● **WRITTEN PROBLEM**
Copy out every line below that contains the string "target".
-- Begin ROWS --
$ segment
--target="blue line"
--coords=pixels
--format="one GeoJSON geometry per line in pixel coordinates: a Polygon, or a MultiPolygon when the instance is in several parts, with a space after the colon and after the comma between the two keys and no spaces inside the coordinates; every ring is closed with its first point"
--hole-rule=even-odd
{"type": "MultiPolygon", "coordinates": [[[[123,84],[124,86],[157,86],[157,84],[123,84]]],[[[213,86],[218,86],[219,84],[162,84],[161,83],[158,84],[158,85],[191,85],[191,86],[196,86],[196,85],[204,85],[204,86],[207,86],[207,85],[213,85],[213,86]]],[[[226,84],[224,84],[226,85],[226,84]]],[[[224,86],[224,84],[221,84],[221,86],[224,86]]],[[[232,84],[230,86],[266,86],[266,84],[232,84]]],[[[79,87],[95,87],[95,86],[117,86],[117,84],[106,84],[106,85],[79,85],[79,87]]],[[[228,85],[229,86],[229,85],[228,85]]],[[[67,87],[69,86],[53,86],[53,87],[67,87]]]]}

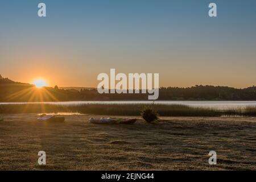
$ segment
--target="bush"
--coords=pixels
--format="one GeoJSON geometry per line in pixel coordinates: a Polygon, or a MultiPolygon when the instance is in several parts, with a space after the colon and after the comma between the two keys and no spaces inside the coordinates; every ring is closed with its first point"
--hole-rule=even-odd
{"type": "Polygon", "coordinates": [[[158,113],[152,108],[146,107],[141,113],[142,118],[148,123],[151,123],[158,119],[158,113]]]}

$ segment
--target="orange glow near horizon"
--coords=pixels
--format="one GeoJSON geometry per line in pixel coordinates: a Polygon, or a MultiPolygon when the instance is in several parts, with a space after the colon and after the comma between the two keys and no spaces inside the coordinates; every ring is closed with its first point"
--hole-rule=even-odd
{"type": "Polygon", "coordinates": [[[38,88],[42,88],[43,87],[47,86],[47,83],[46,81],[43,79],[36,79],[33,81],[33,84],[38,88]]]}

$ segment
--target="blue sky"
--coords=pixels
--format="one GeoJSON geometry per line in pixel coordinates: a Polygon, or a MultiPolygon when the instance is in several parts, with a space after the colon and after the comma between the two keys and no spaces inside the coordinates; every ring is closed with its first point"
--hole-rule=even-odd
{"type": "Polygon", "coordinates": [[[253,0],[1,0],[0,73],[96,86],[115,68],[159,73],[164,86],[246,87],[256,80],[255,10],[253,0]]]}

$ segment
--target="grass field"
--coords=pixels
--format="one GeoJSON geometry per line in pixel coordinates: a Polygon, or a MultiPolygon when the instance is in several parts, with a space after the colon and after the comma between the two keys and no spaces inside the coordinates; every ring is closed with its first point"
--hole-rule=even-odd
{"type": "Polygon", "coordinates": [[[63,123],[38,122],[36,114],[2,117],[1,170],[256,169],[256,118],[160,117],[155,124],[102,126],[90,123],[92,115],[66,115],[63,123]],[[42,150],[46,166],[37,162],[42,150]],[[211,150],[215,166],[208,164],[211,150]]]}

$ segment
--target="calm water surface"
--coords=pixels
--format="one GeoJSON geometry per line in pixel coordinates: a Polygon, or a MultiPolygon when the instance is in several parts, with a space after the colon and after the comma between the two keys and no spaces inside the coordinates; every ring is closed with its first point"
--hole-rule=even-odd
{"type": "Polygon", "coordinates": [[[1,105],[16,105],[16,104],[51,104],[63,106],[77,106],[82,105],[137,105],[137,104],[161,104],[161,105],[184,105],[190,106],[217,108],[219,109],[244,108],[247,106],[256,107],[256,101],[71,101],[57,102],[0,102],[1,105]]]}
-- End ROWS --
● **RESULT OF THIS EXERCISE**
--target="blue line"
--target="bush"
--target="orange glow near horizon"
--target="blue sky"
--target="grass field"
--target="calm water surface"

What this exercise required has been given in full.